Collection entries
────────────────

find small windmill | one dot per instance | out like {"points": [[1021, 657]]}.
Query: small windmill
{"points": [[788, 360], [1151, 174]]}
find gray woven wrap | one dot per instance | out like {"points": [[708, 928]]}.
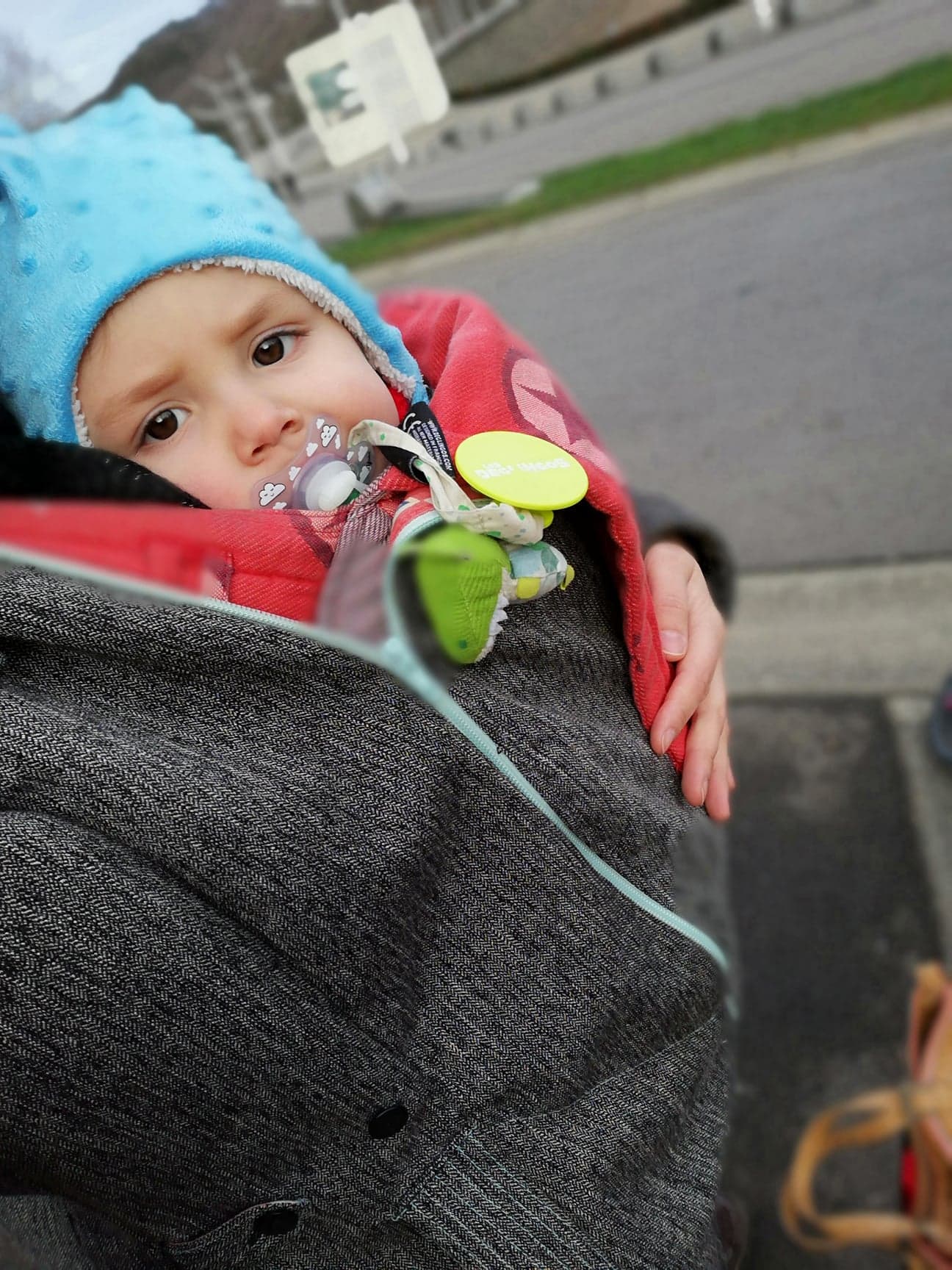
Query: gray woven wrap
{"points": [[253, 891]]}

────────────────

* _YOUR INSTRUCTIONS_
Reproduce all of the material above word for word, omitting the pictures.

* _REPLY TO THE TASK_
find small windmill | one dot per instance | out like {"points": [[1021, 657]]}.
Query: small windmill
{"points": [[788, 360], [1151, 174]]}
find gray woven wrap | one dot per instance | out like {"points": [[708, 928]]}.
Query: gray woven wrap
{"points": [[253, 891]]}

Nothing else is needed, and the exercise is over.